### Extracted material
========================
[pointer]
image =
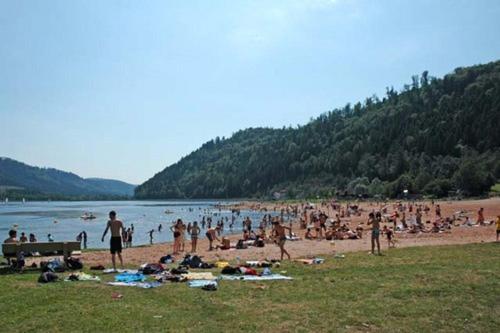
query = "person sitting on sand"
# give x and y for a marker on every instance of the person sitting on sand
(211, 236)
(12, 237)
(308, 234)
(23, 238)
(279, 232)
(115, 242)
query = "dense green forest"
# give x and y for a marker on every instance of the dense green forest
(19, 180)
(434, 137)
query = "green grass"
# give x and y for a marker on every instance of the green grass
(421, 289)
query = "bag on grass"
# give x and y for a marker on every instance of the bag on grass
(229, 270)
(47, 277)
(74, 263)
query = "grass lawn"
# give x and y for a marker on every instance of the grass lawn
(424, 289)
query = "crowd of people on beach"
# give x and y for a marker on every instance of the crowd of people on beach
(327, 220)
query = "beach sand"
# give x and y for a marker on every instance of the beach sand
(309, 248)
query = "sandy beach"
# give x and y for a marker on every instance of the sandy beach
(306, 248)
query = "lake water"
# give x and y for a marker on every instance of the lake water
(62, 219)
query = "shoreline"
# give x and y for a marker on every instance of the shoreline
(307, 248)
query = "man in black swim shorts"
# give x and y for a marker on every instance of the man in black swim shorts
(115, 242)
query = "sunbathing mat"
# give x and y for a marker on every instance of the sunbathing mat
(111, 270)
(201, 283)
(199, 276)
(144, 285)
(255, 277)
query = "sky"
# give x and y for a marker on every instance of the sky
(122, 89)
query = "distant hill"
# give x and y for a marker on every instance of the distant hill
(18, 177)
(434, 137)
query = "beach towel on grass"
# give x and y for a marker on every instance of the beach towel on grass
(129, 277)
(199, 276)
(144, 285)
(201, 283)
(110, 271)
(81, 277)
(311, 261)
(255, 277)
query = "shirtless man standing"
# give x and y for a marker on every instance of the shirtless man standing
(375, 232)
(115, 242)
(279, 231)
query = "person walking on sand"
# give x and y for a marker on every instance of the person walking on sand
(375, 232)
(498, 226)
(151, 232)
(211, 235)
(115, 242)
(279, 231)
(195, 231)
(480, 216)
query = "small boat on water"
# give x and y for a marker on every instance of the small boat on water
(88, 216)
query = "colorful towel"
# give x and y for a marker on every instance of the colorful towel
(255, 277)
(80, 276)
(199, 276)
(110, 271)
(129, 277)
(144, 285)
(201, 283)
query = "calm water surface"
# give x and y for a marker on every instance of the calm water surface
(62, 219)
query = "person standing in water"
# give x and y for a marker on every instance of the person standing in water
(151, 232)
(115, 243)
(375, 232)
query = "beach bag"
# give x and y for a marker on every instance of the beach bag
(229, 270)
(206, 265)
(47, 277)
(149, 269)
(186, 261)
(178, 271)
(74, 263)
(195, 262)
(53, 265)
(241, 245)
(167, 259)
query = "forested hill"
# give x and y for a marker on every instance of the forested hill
(19, 180)
(435, 136)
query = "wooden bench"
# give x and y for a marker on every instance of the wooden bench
(12, 250)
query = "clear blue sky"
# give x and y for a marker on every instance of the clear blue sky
(121, 89)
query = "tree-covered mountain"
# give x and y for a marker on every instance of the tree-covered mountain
(20, 179)
(432, 137)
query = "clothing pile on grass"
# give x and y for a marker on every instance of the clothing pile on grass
(52, 267)
(248, 272)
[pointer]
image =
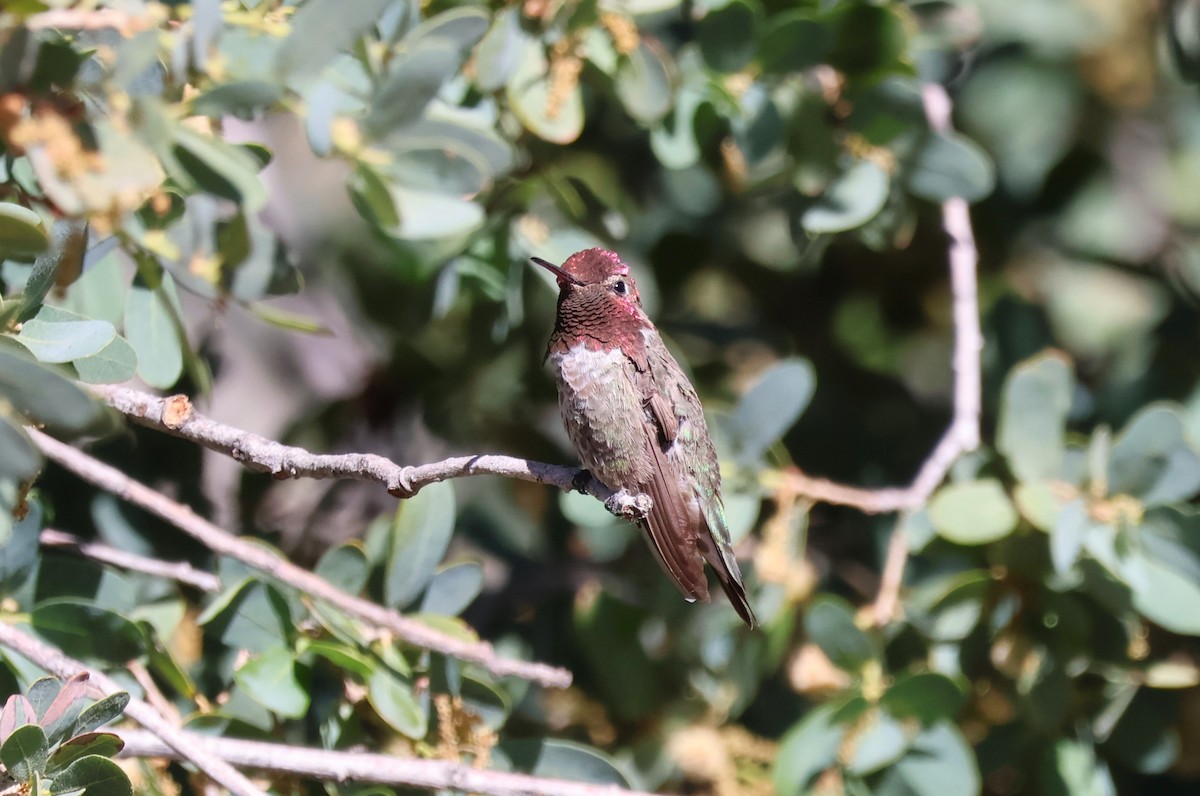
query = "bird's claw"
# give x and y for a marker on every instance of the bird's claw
(581, 480)
(634, 508)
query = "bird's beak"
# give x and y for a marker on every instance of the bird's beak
(564, 279)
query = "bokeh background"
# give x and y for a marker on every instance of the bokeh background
(316, 219)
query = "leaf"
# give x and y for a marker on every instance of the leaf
(88, 630)
(1033, 411)
(17, 712)
(221, 168)
(499, 51)
(879, 744)
(771, 407)
(829, 623)
(727, 35)
(808, 749)
(270, 680)
(153, 333)
(22, 233)
(64, 341)
(562, 760)
(420, 534)
(101, 713)
(99, 776)
(925, 696)
(939, 762)
(105, 744)
(852, 199)
(321, 29)
(972, 513)
(952, 166)
(25, 752)
(529, 96)
(43, 395)
(412, 82)
(454, 588)
(645, 83)
(395, 702)
(1152, 460)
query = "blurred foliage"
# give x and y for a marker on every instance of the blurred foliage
(318, 214)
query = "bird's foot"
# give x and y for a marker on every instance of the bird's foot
(581, 480)
(634, 508)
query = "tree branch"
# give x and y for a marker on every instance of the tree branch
(180, 742)
(263, 560)
(366, 767)
(180, 570)
(963, 435)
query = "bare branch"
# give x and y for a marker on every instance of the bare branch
(366, 767)
(263, 560)
(964, 432)
(180, 742)
(177, 416)
(181, 572)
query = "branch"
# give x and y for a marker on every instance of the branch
(180, 570)
(366, 767)
(177, 416)
(184, 744)
(222, 543)
(963, 435)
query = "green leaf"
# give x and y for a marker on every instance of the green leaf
(412, 82)
(454, 588)
(97, 774)
(1033, 416)
(952, 166)
(562, 760)
(939, 762)
(1152, 460)
(852, 199)
(64, 341)
(19, 458)
(879, 744)
(105, 744)
(345, 567)
(270, 680)
(925, 696)
(771, 407)
(25, 753)
(88, 630)
(395, 702)
(43, 395)
(22, 233)
(101, 713)
(645, 83)
(253, 617)
(808, 749)
(726, 35)
(529, 97)
(829, 623)
(221, 168)
(499, 51)
(321, 29)
(972, 513)
(150, 324)
(420, 534)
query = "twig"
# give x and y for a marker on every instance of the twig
(366, 767)
(963, 435)
(226, 544)
(183, 743)
(177, 416)
(180, 570)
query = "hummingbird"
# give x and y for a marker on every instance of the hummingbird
(637, 424)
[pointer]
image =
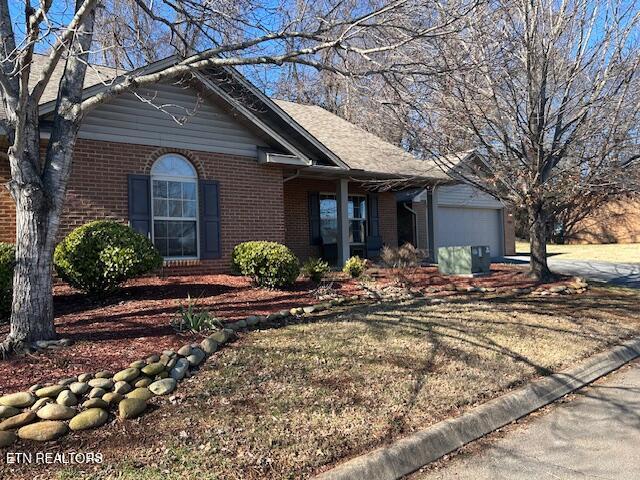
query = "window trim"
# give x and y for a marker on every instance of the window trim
(181, 179)
(364, 219)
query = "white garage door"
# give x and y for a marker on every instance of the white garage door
(459, 226)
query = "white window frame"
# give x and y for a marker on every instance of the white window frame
(182, 179)
(349, 219)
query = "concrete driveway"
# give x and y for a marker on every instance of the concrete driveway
(624, 274)
(595, 436)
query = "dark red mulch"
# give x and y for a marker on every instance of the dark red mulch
(136, 322)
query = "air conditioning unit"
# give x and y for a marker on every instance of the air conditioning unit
(466, 260)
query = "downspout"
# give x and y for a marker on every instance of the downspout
(295, 175)
(415, 223)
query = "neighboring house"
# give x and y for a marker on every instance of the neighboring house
(454, 214)
(616, 222)
(202, 164)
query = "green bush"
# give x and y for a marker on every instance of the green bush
(100, 256)
(7, 262)
(315, 268)
(268, 264)
(355, 267)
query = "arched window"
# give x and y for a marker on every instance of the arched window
(174, 196)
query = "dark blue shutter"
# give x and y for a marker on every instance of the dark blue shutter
(314, 219)
(140, 204)
(374, 240)
(210, 219)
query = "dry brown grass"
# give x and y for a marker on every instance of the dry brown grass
(286, 403)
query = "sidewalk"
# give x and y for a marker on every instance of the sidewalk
(595, 436)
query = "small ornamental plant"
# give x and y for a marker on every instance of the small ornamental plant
(315, 269)
(267, 264)
(97, 258)
(355, 267)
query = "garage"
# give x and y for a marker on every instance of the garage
(454, 215)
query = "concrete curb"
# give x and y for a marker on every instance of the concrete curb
(411, 453)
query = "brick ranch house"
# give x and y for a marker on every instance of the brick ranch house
(203, 163)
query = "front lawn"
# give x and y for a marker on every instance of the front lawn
(610, 252)
(290, 402)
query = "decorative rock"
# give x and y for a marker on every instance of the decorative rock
(209, 346)
(196, 357)
(126, 375)
(6, 412)
(112, 398)
(153, 369)
(67, 398)
(143, 382)
(180, 370)
(43, 431)
(162, 387)
(67, 381)
(54, 411)
(122, 387)
(131, 407)
(104, 383)
(18, 400)
(138, 364)
(7, 438)
(141, 393)
(97, 392)
(50, 391)
(185, 351)
(95, 403)
(79, 388)
(153, 359)
(18, 420)
(91, 418)
(41, 403)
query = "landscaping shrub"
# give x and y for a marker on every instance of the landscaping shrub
(355, 267)
(268, 264)
(315, 269)
(100, 256)
(7, 262)
(193, 319)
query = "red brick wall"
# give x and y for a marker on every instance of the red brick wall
(251, 201)
(296, 207)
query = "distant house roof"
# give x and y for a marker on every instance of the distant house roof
(358, 149)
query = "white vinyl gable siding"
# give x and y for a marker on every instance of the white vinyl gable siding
(206, 126)
(462, 195)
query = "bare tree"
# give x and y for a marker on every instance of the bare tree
(548, 94)
(201, 34)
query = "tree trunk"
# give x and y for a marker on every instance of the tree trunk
(539, 269)
(32, 308)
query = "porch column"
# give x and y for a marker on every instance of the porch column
(342, 198)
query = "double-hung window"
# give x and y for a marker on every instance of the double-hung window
(174, 195)
(357, 213)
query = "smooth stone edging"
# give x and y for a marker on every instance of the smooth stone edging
(411, 453)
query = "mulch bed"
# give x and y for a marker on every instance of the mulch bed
(135, 323)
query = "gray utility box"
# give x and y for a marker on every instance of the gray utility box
(472, 260)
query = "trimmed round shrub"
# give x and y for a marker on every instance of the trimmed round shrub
(268, 264)
(355, 267)
(100, 256)
(315, 269)
(7, 262)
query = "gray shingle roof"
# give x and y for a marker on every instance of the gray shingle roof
(356, 147)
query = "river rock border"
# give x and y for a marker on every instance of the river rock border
========================
### What the task requires
How many lines in the entries above contain the word "sunbathing"? Give only the number.

### The solution
2